### GIVEN PROBLEM
Print out the entries below with no edits.

---- DATA PROVIDED

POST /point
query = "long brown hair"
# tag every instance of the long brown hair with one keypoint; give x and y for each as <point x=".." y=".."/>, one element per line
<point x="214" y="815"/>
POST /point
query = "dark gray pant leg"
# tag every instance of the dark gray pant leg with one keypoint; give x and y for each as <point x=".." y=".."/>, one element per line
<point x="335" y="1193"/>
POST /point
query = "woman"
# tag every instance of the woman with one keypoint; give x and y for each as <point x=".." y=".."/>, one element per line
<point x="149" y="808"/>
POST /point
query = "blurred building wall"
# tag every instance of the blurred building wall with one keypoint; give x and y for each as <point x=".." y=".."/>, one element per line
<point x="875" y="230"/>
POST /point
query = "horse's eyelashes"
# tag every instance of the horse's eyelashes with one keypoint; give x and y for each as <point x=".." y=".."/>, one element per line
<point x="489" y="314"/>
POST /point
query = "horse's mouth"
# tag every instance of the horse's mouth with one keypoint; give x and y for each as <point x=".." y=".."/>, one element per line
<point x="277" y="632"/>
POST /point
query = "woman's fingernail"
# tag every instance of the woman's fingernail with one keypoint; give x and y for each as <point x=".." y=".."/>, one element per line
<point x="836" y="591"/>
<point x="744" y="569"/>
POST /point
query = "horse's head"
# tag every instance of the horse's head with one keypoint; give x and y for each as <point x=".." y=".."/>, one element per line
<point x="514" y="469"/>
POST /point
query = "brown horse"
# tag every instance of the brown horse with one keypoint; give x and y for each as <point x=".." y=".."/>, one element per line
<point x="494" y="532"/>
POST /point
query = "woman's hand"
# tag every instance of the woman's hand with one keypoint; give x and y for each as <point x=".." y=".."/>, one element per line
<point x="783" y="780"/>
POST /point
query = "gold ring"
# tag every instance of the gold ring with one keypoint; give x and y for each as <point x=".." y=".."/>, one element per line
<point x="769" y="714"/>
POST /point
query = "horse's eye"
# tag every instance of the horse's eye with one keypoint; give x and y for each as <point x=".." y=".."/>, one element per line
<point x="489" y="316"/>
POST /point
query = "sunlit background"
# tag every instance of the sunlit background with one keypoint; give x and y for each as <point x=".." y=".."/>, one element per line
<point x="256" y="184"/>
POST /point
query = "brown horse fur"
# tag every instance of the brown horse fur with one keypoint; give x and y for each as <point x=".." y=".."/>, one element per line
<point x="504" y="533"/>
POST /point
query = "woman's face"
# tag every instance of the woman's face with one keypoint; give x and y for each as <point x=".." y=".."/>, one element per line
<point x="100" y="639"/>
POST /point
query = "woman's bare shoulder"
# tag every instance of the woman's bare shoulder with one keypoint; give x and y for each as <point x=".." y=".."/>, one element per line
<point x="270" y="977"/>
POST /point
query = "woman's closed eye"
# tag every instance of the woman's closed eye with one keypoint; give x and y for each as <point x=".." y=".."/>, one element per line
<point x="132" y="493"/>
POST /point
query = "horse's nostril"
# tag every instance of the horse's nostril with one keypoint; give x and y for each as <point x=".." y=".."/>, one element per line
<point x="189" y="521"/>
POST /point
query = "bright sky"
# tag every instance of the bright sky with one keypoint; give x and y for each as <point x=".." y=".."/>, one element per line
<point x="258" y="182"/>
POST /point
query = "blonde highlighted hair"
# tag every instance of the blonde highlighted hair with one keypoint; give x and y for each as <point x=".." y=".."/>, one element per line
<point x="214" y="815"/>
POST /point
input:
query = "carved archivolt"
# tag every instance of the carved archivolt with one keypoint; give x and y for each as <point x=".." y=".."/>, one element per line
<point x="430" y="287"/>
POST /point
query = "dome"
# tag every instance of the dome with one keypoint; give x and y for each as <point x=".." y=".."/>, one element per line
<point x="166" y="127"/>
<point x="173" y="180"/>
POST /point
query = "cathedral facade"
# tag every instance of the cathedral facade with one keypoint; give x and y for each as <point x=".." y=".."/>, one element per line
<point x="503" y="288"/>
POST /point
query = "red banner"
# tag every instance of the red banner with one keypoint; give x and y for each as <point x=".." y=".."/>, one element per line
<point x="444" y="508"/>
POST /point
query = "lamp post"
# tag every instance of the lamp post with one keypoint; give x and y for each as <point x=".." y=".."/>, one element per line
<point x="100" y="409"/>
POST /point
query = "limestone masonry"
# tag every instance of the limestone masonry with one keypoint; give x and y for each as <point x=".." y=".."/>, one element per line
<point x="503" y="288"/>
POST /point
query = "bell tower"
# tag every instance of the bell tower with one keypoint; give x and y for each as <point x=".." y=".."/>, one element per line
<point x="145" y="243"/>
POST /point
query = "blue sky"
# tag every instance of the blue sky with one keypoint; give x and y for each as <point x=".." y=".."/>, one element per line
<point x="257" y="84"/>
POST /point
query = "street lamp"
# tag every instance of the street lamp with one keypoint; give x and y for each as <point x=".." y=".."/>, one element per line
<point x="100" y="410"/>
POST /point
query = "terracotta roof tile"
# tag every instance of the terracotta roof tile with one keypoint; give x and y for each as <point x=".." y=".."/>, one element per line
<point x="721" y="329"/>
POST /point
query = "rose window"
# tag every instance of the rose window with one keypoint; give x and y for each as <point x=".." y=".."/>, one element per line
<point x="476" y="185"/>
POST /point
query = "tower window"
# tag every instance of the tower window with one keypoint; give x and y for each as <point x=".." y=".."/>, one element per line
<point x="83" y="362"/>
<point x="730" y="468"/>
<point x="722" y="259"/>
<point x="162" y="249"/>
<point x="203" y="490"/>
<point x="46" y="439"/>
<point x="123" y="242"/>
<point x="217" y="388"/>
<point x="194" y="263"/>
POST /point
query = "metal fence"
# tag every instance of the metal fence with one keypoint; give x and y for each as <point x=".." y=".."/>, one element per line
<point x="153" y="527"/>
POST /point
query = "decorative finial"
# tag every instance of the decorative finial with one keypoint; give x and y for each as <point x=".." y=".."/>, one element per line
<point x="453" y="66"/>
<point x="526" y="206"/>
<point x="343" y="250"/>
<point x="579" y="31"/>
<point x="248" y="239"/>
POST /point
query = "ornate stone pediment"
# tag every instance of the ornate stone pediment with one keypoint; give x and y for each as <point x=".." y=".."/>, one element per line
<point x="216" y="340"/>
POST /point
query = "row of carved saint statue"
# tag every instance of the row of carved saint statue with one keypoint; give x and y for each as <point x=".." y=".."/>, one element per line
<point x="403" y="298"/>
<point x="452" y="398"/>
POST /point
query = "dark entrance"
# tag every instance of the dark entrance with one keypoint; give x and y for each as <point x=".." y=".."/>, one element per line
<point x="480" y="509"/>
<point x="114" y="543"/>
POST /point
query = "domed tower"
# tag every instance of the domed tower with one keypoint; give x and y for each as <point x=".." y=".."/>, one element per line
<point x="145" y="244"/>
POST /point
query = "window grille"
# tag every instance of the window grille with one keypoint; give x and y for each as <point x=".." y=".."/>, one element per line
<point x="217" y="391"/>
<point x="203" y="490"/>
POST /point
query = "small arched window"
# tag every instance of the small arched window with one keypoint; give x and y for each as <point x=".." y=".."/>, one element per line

--------

### THE SOLUTION
POST /point
query = "long brown hair"
# tag every instance of the long brown hair with one keypoint; give x and y for each as <point x=".." y=".."/>, one element per line
<point x="214" y="815"/>
POST /point
query = "dark gray pant leg"
# tag every instance of the dark gray pant leg with one keypoint; give x and y for each as <point x=".." y=".."/>, one element per line
<point x="335" y="1193"/>
POST /point
query = "woman"
# tag every instance of the woman with one keypoint; give x and y for each as <point x=".." y=".."/>, one element per line
<point x="149" y="808"/>
POST /point
query = "blurred building wall"
# tag every instance of the blurred building wall with one keypoint; give x and y for each as <point x=".." y=".."/>, one element per line
<point x="875" y="230"/>
POST /point
query = "horse's eyelashes"
# tag every instance of the horse's eyelashes with one keypoint; give x and y for each as <point x=".." y=".."/>, one element per line
<point x="489" y="314"/>
POST /point
query = "horse's mouth"
# tag every instance of the horse's mouth with one keypoint; give x and y for each as <point x=".." y=".."/>, one element per line
<point x="277" y="632"/>
POST /point
query = "woman's fingernail"
# tag every instance of the woman's fingernail with one keypoint; give x and y for each as <point x=".." y=".."/>, one element per line
<point x="836" y="591"/>
<point x="744" y="569"/>
POST /point
query = "horse's head"
# tag every instance of the horse's head with one keypoint; give x and y for each as <point x=".." y=".."/>, one element per line
<point x="514" y="469"/>
POST /point
query = "brown horse"
# tag every instance of the brown horse with one keypoint; give x and y for each as <point x=".." y=".."/>, one element per line
<point x="494" y="532"/>
POST /point
query = "woman's hand"
# tag every instance of the woman's hand with one keypoint; give x and y for each as <point x=".." y=".."/>, one element per line
<point x="783" y="780"/>
POST /point
query = "gold ring"
# tag every instance of the gold ring with one keypoint; give x and y for each as <point x=".." y=".."/>, one element per line
<point x="769" y="714"/>
POST /point
query = "horse's eye"
# tag every instance of the horse's eye with one keypoint; give x and y for each as <point x=".." y=".."/>, one element per line
<point x="489" y="316"/>
POST /point
query = "sunlit background"
# tag every instance of the sunlit background with one keypoint; give x and y for each as <point x=".." y=".."/>, one element per line
<point x="256" y="184"/>
POST /point
query = "brown horse fur"
# tag every instance of the brown horse fur with one keypoint; give x and y for each as <point x=".." y=".."/>, one element per line
<point x="504" y="533"/>
POST /point
query = "woman's face"
# tag every instance of the woman's face with one keypoint; give x and y for each as <point x=".." y=".."/>, one element per line
<point x="100" y="639"/>
POST /point
query = "woman's bare shoulder"
# tag every instance of the woman's bare shoulder with one keypoint; give x and y for each as <point x=".." y=".."/>, one element per line
<point x="270" y="977"/>
POST /point
query = "woman's closed eye"
# tag every instance of the woman's closed eye with one keypoint; give x and y for each as <point x=".." y=".."/>, one element per line
<point x="132" y="493"/>
POST /point
query = "horse's nostril"
# tag every instance of the horse's nostril with one keypoint; give x and y for each as <point x=".." y=".."/>, one element per line
<point x="189" y="521"/>
POST /point
query = "bright sky"
# tag every instance of the bright sky with one keypoint; give x and y for each as <point x=".." y=".."/>, one element per line
<point x="258" y="182"/>
POST /point
query = "blonde highlighted hair"
# tag every instance of the blonde highlighted hair with one keypoint; give x and y for each as <point x=".." y=".."/>, one element per line
<point x="214" y="815"/>
POST /point
input:
query = "carved archivolt"
# tag every instance of the carved archivolt with one keypoint; give x and y for each as <point x=".." y=".."/>, one element per line
<point x="430" y="287"/>
POST /point
query = "dome"
# tag every instance of the dome with one keypoint; give x and y for each as <point x=".." y=".."/>, one element per line
<point x="166" y="127"/>
<point x="173" y="180"/>
POST /point
query = "cathedral facade"
# tag every instance of the cathedral facade with one keypoint; give x and y for each as <point x=".." y=".."/>, one element per line
<point x="503" y="288"/>
POST /point
query = "red banner"
# tag every instance of the red banner with one keypoint; give x and y for each as <point x=".." y=".."/>, one element per line
<point x="444" y="508"/>
POST /point
query = "lamp post"
# tag every instance of the lamp post with one keypoint; give x and y for each as <point x=".." y=".."/>, one element per line
<point x="100" y="409"/>
POST /point
query = "limestone masonry"
# tag every instance of the limestone masonry with one keypoint; give x and y for each as <point x=".." y=".."/>, one element per line
<point x="503" y="288"/>
POST /point
query = "bell tower"
# tag every instance of the bell tower with one keypoint; give x and y for each as <point x=".." y=".."/>, one element per line
<point x="145" y="243"/>
POST /point
query = "blue sky"
# tag every instance of the blue sky with one keypoint; give x and y for each as <point x=".." y=".."/>, one element per line
<point x="257" y="84"/>
POST /point
query = "street lamp"
# tag every instance of the street lamp with one keypoint; give x and y for each as <point x=".." y=".."/>, one element per line
<point x="100" y="410"/>
POST /point
query = "terracotta roof tile"
# tag every instance of the terracotta roof tile with one keypoint; give x and y for each as <point x=".." y=".."/>, one element per line
<point x="721" y="329"/>
POST /point
query = "rose window"
# tag every instance of the rose window with one keypoint; give x and y for each as <point x=".." y=".."/>, one element per line
<point x="476" y="185"/>
POST /point
query = "tower window"
# tag every instance of the tower window with one keypoint; give x and y for each as <point x=".." y=".."/>, one element per line
<point x="83" y="362"/>
<point x="730" y="468"/>
<point x="722" y="259"/>
<point x="162" y="249"/>
<point x="203" y="490"/>
<point x="46" y="439"/>
<point x="123" y="242"/>
<point x="217" y="388"/>
<point x="194" y="263"/>
POST /point
query = "metal fence"
# tag every instance of the metal fence with one keypoint; give x and y for each as <point x=".." y=".."/>, one element per line
<point x="153" y="527"/>
POST /point
query = "decorative finial"
# tag every instance of the decorative finial with one keypoint; give x and y for each as <point x=".." y=".."/>, one element per line
<point x="453" y="66"/>
<point x="526" y="206"/>
<point x="343" y="250"/>
<point x="579" y="31"/>
<point x="248" y="239"/>
POST /point
query = "ornate stone pediment"
# tag every instance of the ornate stone pediment with one keypoint; give x and y for each as <point x=".." y=".."/>, one element per line
<point x="216" y="340"/>
POST /point
query = "row of carved saint statue"
# tag every instance of the row of carved saint statue with one keypoint; give x and y for each as <point x=".." y=".."/>, one element per line
<point x="403" y="298"/>
<point x="452" y="398"/>
POST /point
query = "dark entrance"
# tag every instance of the dark entrance with one keypoint; give x and y for each as <point x=".." y=".."/>, one element per line
<point x="480" y="509"/>
<point x="114" y="543"/>
POST /point
query = "domed tower"
# tag every instance of the domed tower with one keypoint; give x and y for each as <point x=".." y=".."/>, one element per line
<point x="145" y="244"/>
POST /point
query = "window grille"
# tag every instance of the window grille with one keypoint; give x and y for each as <point x=".." y=".."/>, one element per line
<point x="217" y="391"/>
<point x="203" y="490"/>
POST /point
query = "small arched window"
# tag every instance of the small arched window with one keypoint; give x and y for each as <point x=".." y=".."/>, one element per line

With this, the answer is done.